***** Records supplied *****

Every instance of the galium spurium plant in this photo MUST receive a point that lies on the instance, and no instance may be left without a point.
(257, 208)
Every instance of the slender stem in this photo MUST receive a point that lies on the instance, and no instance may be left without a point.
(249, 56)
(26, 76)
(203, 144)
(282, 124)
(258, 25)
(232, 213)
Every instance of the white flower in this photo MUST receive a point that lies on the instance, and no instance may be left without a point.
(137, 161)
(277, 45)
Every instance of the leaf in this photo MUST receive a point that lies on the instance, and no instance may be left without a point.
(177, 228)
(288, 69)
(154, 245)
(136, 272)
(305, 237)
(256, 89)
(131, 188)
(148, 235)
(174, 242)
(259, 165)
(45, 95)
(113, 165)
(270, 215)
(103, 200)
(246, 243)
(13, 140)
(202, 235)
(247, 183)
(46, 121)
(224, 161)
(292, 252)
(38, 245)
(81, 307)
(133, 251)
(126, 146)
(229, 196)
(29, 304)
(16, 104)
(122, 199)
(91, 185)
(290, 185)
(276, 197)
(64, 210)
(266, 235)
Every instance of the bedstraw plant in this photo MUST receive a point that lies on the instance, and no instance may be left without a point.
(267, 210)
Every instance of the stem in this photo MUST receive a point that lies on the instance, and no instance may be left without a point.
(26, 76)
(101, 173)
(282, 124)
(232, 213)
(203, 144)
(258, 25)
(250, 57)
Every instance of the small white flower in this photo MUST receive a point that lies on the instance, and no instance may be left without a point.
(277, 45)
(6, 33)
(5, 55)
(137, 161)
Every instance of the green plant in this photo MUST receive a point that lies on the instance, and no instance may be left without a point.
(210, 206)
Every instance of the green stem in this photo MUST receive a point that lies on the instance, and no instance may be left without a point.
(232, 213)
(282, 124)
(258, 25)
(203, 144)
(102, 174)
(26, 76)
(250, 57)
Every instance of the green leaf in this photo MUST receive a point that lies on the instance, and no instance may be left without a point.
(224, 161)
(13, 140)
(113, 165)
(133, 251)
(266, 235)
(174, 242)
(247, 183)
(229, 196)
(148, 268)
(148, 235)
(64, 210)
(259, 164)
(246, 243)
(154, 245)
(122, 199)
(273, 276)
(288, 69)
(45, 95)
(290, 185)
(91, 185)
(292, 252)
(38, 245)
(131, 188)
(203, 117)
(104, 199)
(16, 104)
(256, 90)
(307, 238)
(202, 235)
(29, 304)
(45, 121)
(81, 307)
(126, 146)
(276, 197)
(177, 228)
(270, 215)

*****

What needs to be done
Could you reproduce every record above exactly as it appears?

Finished exercise
Every instance of the galium spurium plant in this photo MUST receive a point that lies on the instance, and no instance may be left without a point.
(257, 208)
Every instance of the slender stem in this photo MUST receive a point that lies on the instance, and no instance may be left without a point.
(249, 56)
(26, 76)
(203, 144)
(282, 124)
(258, 25)
(232, 213)
Every instance of the white flower in this photo MUST receive a point that lies on the instance, and no instance may be left without a point.
(137, 161)
(277, 45)
Every instance of the leaf in this photo MUST receive a point that lies on the instance, and no instance may be left without a point.
(177, 228)
(288, 69)
(154, 245)
(136, 272)
(305, 237)
(256, 89)
(131, 188)
(148, 235)
(174, 242)
(259, 165)
(45, 95)
(113, 165)
(270, 215)
(103, 200)
(246, 243)
(13, 140)
(202, 235)
(247, 183)
(46, 121)
(224, 161)
(292, 252)
(38, 245)
(81, 307)
(133, 251)
(126, 146)
(229, 196)
(29, 304)
(16, 104)
(122, 199)
(91, 185)
(290, 185)
(276, 197)
(64, 210)
(266, 235)
Every instance of the bedstraw plant in this photo MUST receive a point that lies on the instance, and no instance may be left without a point.
(267, 210)
Every instance of the stem in this photo MUST receive a point that lies on the instance, and no instance may be left without a point.
(26, 76)
(101, 173)
(282, 124)
(232, 213)
(203, 144)
(258, 25)
(250, 57)
Every instance of the small white flower in this photo MUST receive a point that lies on the instance, and no instance may be left without a point.
(277, 45)
(6, 33)
(5, 55)
(137, 161)
Every instance of the green plant in this photo MUST receive a point that lies on the instance, and no instance may be left without a point.
(210, 206)
Every instance of the green stem in this photo MUST receive a point that lies on the instance, and no instance may be left without a point.
(232, 213)
(282, 124)
(258, 25)
(203, 144)
(102, 174)
(26, 76)
(250, 57)
Every instance of the green leaf in this photo MUST receive a point that lies on the instance, and no instance may be left without a point.
(224, 161)
(13, 140)
(113, 165)
(133, 251)
(266, 235)
(174, 242)
(247, 183)
(229, 196)
(148, 268)
(148, 235)
(64, 210)
(259, 164)
(246, 243)
(154, 245)
(122, 199)
(273, 276)
(288, 69)
(45, 95)
(290, 185)
(91, 185)
(292, 252)
(38, 245)
(131, 188)
(203, 117)
(104, 199)
(16, 104)
(256, 90)
(307, 238)
(202, 235)
(29, 304)
(45, 121)
(81, 307)
(126, 146)
(276, 197)
(177, 228)
(270, 215)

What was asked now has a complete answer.